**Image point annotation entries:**
- - -

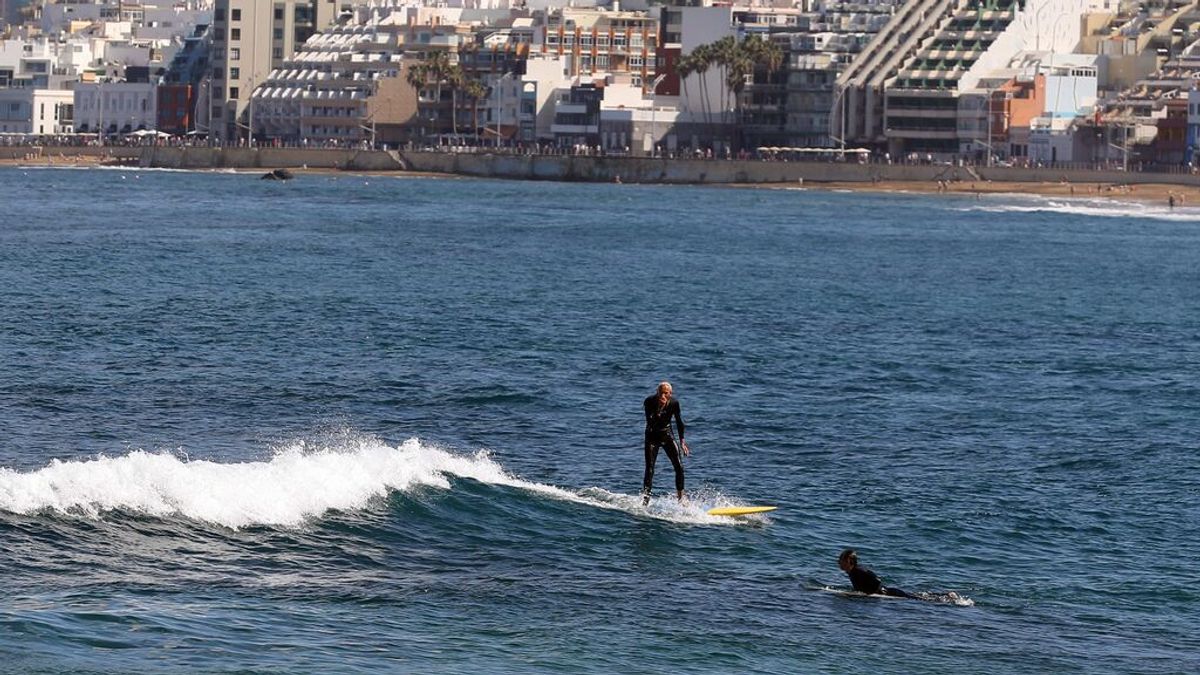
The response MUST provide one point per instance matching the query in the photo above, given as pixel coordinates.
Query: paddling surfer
(863, 579)
(660, 407)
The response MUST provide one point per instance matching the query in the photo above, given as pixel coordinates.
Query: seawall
(575, 168)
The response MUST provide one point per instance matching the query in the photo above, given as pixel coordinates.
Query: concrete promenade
(573, 168)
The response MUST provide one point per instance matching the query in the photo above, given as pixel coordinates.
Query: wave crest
(298, 483)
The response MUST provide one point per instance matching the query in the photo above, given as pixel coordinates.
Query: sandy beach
(1150, 192)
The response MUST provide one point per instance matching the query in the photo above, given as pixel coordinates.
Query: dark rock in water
(279, 174)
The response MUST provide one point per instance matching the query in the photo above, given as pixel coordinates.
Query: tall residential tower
(250, 39)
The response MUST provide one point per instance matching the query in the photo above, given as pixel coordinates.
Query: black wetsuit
(867, 581)
(658, 435)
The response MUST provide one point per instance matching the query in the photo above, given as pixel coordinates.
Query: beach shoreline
(1143, 192)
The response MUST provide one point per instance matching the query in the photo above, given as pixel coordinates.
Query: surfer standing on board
(660, 407)
(863, 579)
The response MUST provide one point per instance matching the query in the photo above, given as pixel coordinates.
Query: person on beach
(863, 579)
(659, 408)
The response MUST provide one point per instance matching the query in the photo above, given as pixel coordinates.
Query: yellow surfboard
(739, 511)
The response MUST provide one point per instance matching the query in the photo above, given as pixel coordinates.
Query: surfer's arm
(683, 444)
(678, 417)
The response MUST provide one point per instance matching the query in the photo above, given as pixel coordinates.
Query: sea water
(353, 423)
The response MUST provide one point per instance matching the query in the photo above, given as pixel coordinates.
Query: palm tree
(725, 52)
(455, 78)
(702, 58)
(474, 91)
(418, 77)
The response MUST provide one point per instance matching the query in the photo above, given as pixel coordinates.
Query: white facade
(35, 111)
(117, 107)
(1042, 25)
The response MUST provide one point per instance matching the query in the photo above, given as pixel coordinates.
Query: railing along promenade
(579, 165)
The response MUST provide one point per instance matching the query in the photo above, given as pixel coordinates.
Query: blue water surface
(353, 423)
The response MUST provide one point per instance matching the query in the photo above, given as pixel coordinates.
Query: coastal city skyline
(1038, 82)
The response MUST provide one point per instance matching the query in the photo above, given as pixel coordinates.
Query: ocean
(372, 423)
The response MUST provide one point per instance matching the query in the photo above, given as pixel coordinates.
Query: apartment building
(251, 39)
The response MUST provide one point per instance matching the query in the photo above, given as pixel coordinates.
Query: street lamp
(654, 114)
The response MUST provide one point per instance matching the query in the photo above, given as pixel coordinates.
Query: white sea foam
(948, 597)
(298, 483)
(1093, 208)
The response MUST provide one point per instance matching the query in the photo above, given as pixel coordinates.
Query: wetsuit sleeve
(865, 581)
(678, 418)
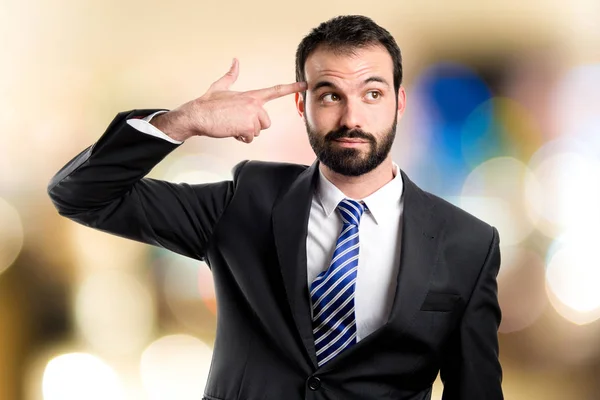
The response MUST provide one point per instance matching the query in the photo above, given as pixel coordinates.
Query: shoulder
(460, 224)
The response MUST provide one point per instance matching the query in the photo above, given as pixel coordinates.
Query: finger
(225, 82)
(263, 119)
(278, 91)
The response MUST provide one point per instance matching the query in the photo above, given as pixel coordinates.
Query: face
(351, 108)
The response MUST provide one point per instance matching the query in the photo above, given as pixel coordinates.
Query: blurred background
(503, 119)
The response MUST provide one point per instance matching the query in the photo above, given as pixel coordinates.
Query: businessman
(339, 280)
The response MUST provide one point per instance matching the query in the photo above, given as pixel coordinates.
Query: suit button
(314, 383)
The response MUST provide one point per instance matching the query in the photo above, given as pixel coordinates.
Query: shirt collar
(378, 203)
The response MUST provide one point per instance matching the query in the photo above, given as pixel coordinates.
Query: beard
(351, 161)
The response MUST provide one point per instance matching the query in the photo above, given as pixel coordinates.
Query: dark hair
(345, 34)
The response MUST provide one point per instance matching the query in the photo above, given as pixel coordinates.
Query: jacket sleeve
(104, 188)
(470, 365)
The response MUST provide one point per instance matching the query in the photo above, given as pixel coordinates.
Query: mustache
(345, 133)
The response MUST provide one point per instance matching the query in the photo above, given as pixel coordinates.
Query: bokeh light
(79, 376)
(521, 289)
(571, 191)
(175, 367)
(11, 234)
(189, 290)
(576, 98)
(445, 95)
(114, 312)
(494, 192)
(572, 279)
(499, 127)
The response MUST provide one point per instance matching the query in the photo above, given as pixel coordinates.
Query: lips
(346, 140)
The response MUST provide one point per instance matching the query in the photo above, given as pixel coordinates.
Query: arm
(470, 366)
(104, 188)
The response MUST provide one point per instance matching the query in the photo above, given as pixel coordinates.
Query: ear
(299, 97)
(401, 101)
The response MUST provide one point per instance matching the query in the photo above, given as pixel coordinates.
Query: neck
(359, 187)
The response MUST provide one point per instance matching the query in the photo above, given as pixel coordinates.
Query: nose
(352, 115)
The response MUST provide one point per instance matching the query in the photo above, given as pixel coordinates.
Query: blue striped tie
(332, 292)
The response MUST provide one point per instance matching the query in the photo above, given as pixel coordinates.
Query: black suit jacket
(252, 230)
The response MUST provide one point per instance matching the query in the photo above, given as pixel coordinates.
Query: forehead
(357, 64)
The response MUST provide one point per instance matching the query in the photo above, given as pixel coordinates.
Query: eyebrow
(328, 84)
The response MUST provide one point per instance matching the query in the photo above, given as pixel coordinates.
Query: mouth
(350, 142)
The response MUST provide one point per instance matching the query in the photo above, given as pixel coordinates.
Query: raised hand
(221, 113)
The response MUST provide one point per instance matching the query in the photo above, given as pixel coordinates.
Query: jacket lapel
(290, 228)
(422, 231)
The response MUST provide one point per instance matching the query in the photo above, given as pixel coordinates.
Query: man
(341, 280)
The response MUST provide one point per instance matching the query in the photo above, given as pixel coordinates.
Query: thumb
(228, 79)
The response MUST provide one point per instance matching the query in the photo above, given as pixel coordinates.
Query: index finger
(278, 91)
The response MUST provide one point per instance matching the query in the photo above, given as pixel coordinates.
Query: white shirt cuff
(144, 126)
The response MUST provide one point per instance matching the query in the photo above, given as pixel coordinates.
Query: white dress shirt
(380, 236)
(379, 247)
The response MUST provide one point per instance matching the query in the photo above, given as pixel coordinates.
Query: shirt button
(314, 383)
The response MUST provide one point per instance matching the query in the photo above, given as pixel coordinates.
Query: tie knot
(351, 211)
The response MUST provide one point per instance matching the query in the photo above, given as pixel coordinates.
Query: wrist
(173, 124)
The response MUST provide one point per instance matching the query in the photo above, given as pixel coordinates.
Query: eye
(330, 98)
(373, 95)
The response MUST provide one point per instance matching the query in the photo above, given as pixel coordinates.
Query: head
(353, 68)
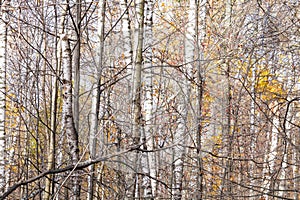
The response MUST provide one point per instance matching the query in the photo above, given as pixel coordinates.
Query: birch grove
(143, 99)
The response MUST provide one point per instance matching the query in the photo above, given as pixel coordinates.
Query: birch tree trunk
(148, 158)
(137, 86)
(3, 40)
(67, 119)
(76, 63)
(201, 33)
(226, 186)
(127, 47)
(184, 102)
(96, 98)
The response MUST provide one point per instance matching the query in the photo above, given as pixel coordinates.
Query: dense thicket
(143, 99)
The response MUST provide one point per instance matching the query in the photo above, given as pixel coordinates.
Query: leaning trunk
(68, 121)
(2, 97)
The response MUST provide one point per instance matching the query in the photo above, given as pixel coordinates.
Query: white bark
(76, 64)
(148, 159)
(136, 98)
(2, 99)
(96, 98)
(182, 131)
(270, 158)
(67, 119)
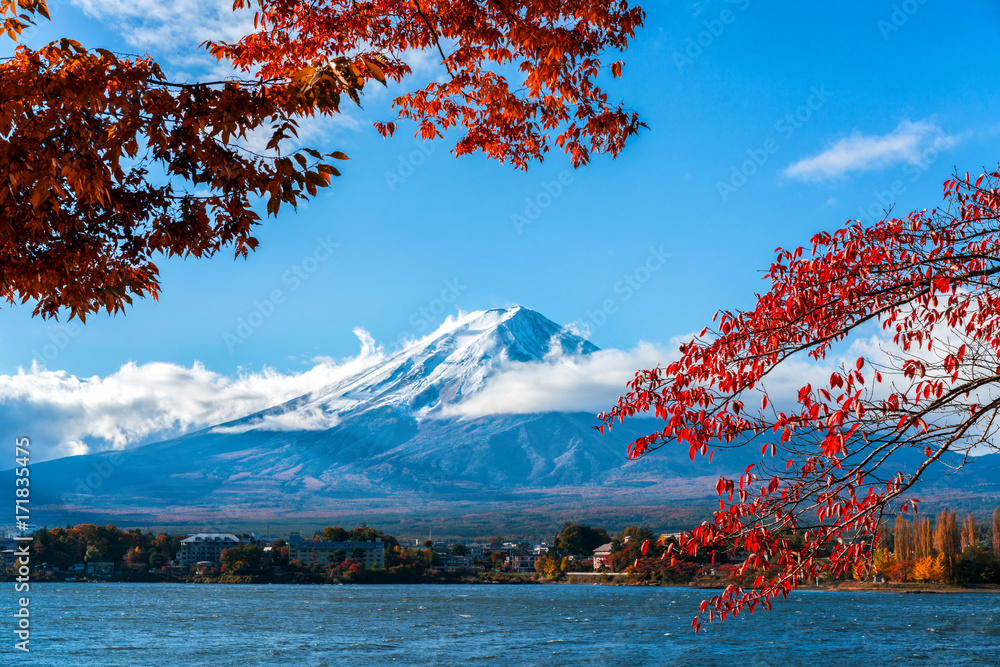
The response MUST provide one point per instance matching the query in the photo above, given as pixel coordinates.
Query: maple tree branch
(444, 58)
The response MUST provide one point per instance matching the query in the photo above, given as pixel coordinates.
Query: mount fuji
(386, 445)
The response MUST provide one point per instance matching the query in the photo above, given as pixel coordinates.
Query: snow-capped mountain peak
(442, 368)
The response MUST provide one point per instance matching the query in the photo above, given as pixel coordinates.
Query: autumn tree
(969, 534)
(107, 164)
(926, 286)
(579, 539)
(995, 532)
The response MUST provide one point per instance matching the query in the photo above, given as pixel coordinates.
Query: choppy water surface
(167, 624)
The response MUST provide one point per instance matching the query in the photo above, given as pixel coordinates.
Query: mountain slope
(380, 444)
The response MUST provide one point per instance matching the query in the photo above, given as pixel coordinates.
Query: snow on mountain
(438, 370)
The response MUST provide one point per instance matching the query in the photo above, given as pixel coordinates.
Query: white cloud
(586, 383)
(907, 143)
(170, 25)
(66, 415)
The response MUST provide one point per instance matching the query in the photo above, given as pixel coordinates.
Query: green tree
(242, 559)
(334, 534)
(580, 539)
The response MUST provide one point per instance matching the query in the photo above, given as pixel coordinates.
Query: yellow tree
(969, 538)
(929, 568)
(882, 559)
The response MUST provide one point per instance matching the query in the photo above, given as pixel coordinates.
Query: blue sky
(767, 124)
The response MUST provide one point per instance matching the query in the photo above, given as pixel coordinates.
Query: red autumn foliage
(929, 280)
(106, 164)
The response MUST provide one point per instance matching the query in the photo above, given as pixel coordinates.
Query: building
(101, 568)
(371, 554)
(523, 562)
(601, 555)
(205, 547)
(451, 563)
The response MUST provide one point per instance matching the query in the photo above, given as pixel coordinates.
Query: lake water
(177, 624)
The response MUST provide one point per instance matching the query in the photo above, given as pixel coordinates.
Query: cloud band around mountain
(908, 143)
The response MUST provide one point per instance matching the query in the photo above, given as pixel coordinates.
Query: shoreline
(512, 579)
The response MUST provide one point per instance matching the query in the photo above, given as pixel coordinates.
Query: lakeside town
(917, 551)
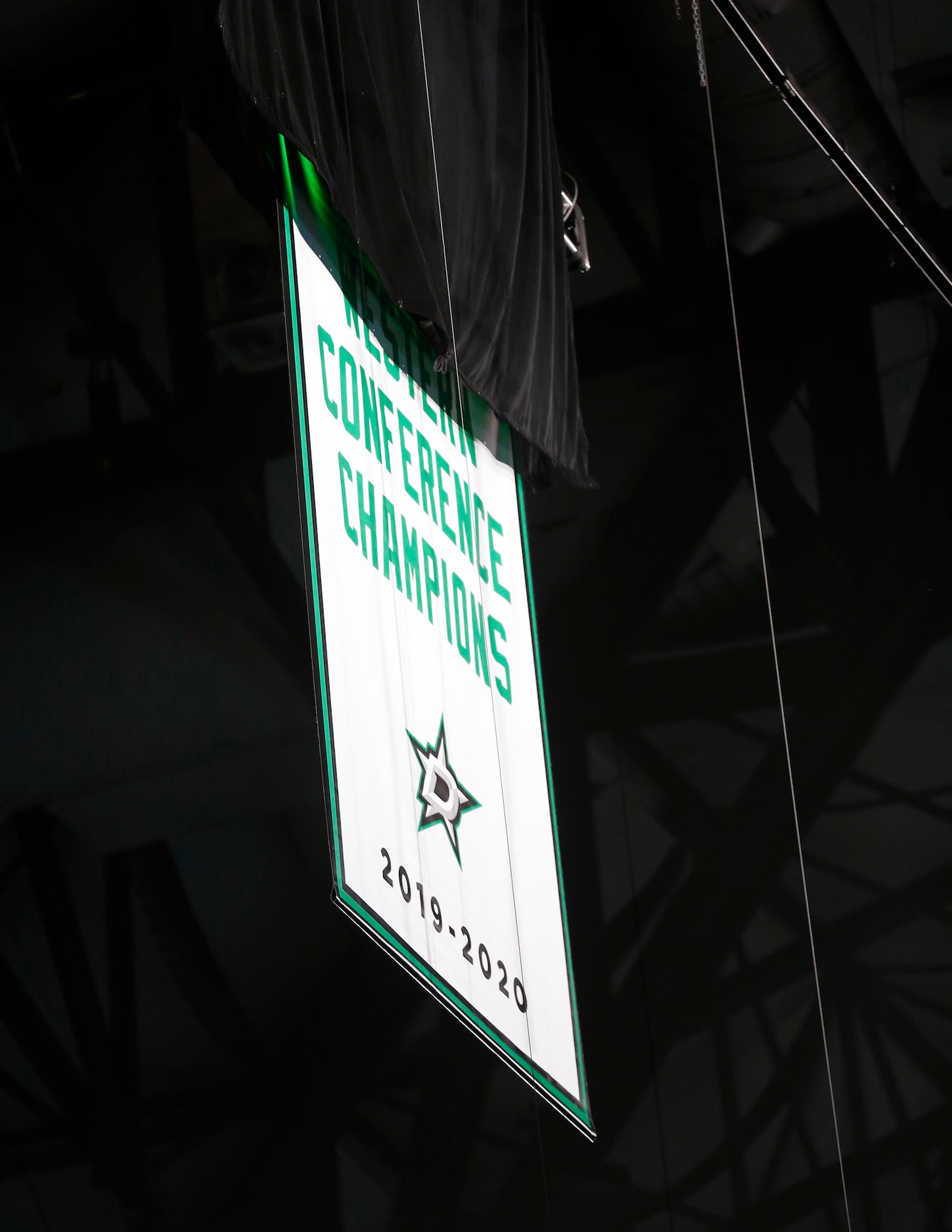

- - -

**PROBLEM TO WORK ON:**
Pull out every line in the records above that contains the word "yellow" and copy each one unchanged.

**FINAL ANSWER:**
Query: yellow surfboard
Query: yellow tree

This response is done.